>> Begin TEXT

Being one of the few writers untainted by
monastic
prejudice
(21), he does not travel out of his way to indulge in
legendary
tales and romantic visions. Critically
considered, his
work is
the best commentary on the "Saxon Chronicle" to the year
977; at
which period one of the MSS. which he seems to have
followed,
terminates. Brevity and compression
seem to have been
his
aim, because the compilation was intended to be sent abroad
for the
instruction of a female relative of high rank in Germany
(22),
at her request. But there are,
nevertheless, some
circumstances
recorded which are not to be found elsewhere; so
that a
reference to this epitome of Saxon history will be
sometimes
useful in illustrating the early part of the
"Chronicle";
though Gibson, I know not on what account, has
scarcely
once quoted it.
During
the sanguinary conflicts of the eleventh century, which
ended
first in the temporary triumph of the Danes, and afterwards
in the
total subjugation of the country by the Normans, literary
pursuits,
as might be expected, were so much neglected, that
scarcely
a Latin writer is to be found: but the "Saxon Chronicle"
has
preserved a regular and minute detail of occurrences, as they
passed
along, of which subsequent historians were glad to avail
themselves.

>> End TEXT

### JOB A
Return the entries verbatim, everything from the line containing "Locate the utility" down to the last of the entries, both ends included.

>> Begin LISTED RECORDS

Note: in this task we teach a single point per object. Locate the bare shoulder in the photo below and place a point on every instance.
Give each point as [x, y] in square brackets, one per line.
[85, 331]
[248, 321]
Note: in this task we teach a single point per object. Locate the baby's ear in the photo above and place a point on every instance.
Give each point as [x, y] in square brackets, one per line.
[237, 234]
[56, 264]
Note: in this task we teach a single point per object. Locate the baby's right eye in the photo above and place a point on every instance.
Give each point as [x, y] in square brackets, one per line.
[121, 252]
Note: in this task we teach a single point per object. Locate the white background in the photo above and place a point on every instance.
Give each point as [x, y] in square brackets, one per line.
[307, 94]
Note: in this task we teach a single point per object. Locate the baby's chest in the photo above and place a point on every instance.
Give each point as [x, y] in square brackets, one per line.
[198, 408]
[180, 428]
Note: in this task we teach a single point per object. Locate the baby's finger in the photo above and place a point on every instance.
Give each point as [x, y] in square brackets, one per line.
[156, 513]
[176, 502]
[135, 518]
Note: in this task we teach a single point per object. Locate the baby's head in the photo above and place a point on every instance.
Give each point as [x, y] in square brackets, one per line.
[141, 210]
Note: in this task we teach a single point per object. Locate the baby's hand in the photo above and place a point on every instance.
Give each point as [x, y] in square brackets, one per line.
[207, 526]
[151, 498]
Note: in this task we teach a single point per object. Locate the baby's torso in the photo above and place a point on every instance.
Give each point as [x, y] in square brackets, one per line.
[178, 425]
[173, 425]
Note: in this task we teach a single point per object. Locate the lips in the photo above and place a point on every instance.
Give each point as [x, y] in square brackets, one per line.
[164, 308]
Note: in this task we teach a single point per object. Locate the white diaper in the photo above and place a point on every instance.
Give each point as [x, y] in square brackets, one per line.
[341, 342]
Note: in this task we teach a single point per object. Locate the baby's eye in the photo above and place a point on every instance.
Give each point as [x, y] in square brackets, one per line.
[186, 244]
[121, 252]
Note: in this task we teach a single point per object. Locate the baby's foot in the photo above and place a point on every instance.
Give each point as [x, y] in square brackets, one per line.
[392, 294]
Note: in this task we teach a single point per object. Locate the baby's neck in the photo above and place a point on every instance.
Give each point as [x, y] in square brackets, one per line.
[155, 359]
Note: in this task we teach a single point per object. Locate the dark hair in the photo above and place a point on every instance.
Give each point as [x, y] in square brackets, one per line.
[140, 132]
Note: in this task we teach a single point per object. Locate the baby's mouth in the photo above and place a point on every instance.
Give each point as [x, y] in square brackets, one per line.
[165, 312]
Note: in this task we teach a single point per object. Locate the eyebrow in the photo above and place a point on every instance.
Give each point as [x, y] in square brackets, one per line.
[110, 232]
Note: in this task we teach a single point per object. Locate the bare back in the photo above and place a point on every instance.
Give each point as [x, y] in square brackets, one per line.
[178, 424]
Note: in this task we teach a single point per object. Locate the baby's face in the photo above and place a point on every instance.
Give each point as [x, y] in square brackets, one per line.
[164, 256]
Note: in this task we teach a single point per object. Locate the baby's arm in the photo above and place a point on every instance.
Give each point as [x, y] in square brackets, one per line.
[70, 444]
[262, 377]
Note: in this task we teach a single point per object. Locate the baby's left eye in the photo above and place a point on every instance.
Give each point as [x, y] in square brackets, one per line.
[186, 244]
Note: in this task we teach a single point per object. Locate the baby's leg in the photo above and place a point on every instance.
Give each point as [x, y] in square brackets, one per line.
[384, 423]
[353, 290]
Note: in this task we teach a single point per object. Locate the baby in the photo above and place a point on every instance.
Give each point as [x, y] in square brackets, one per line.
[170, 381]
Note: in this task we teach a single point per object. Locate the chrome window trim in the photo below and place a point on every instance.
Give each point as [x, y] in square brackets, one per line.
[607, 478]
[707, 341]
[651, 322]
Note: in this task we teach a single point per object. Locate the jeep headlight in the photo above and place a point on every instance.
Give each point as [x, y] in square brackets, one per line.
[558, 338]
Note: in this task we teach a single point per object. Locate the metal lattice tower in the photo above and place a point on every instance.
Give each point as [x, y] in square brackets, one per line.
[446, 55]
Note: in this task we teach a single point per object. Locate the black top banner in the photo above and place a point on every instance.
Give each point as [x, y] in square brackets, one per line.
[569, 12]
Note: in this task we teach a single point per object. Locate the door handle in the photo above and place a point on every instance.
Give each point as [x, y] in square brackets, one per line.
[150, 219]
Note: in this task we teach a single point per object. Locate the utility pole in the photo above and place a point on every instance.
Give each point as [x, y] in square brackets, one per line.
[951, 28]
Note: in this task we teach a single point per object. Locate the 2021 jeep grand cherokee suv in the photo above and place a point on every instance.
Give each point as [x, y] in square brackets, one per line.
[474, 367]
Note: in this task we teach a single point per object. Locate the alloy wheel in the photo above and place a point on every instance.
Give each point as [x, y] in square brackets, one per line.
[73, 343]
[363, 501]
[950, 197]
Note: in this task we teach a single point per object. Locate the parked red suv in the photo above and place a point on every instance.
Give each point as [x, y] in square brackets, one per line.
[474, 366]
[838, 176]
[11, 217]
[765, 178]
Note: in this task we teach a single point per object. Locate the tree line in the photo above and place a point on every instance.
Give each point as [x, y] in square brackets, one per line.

>> End LISTED RECORDS

### JOB B
Continue the passage on the "Saxon Chronicle" from the point where it stops.

### TASK OUTPUT A
Note: in this task we teach a single point per object. Locate the utility pole in the photo above and place a point on every instance.
Give each point as [x, y] in square brackets, one per line.
[951, 28]
Note: in this task we teach a single point per object. Locate the 2021 jeep grand cherokee suv in the photo above and place a point on every instance.
Give each point as [x, y] in square brackets, one per line.
[474, 367]
Note: in this task we teach a single point per object. Locate the alloy wheel in the photo above and place a point on every instance.
Give each point as [x, y] in square brackets, one per line.
[73, 343]
[363, 501]
[950, 197]
Note: in this task we teach a single point per object. Locate the parked red suv in the photo above and place a point on every instance.
Give each point as [x, y] in square brackets, one per line.
[474, 366]
[838, 176]
[11, 217]
[765, 178]
Note: in this task we teach a single point per object. Locate the tree line in the photo above and place a point on every instance.
Give each point as [x, y] in square brackets, one per line.

### TASK OUTPUT B
For nearly a century after the
Conquest, the Saxon
annalists
appear to have been chiefly eye-witnesses of the
transactions
which they relate (23). The policy of
the Conqueror
led him
by degrees to employ Saxons as well as Normans: and
William
II. found them the most faithful of his subjects: but
such an
influx of foreigners naturally corrupted the ancient
language;
till at length, after many foreign and domestic wars,
tranquillity
being restored on the accession of Henry II.,
literature
revived; a taste for composition increased; and the
compilation
of Latin histories of English and foreign affairs,
blended
and diversified with the fabled romance and legendary
tale,
became the ordinary path to distinction.
It is remarkable,
that
when the "Saxon Chronicle" ends, Geoffrey of Monmouth
begins. Almost
every great monastery about this time
had its
historian:
but some still adhered to the ancient method.
Florence
of Worcester, an interpolator of Marianus, as we before
observed,
closely follows Bede, Asser, and the "Saxon Chronicle"
(24). The
same may be observed of the annals of
Gisburne, of
Margan,
of Meiros, of Waverley, etc.; some of which are anonymous
compilations,
whilst others have the name of an author, or rather
transcriber;
for very few aspired to the character of authors or
original
historians. Thomas Wikes, a canon of
Oseney, who
compiled
a Latin chronicle of English affairs from the Conquest
to the
year 1304, tells us expressly, that he did this, not
because
he could add much to the histories of Bede, William of
Newburgh,
and Matthew Paris, but "propter minores, quibus non
suppetit
copia librorum." (25) Before the
invention of printing,
it was
necessary that numerous copies of historical works should
be
transcribed, for the instruction of those who had not access
to
libraries. The transcribers frequently
added something of
their
own, and abridged or omitted what they thought less
interesting.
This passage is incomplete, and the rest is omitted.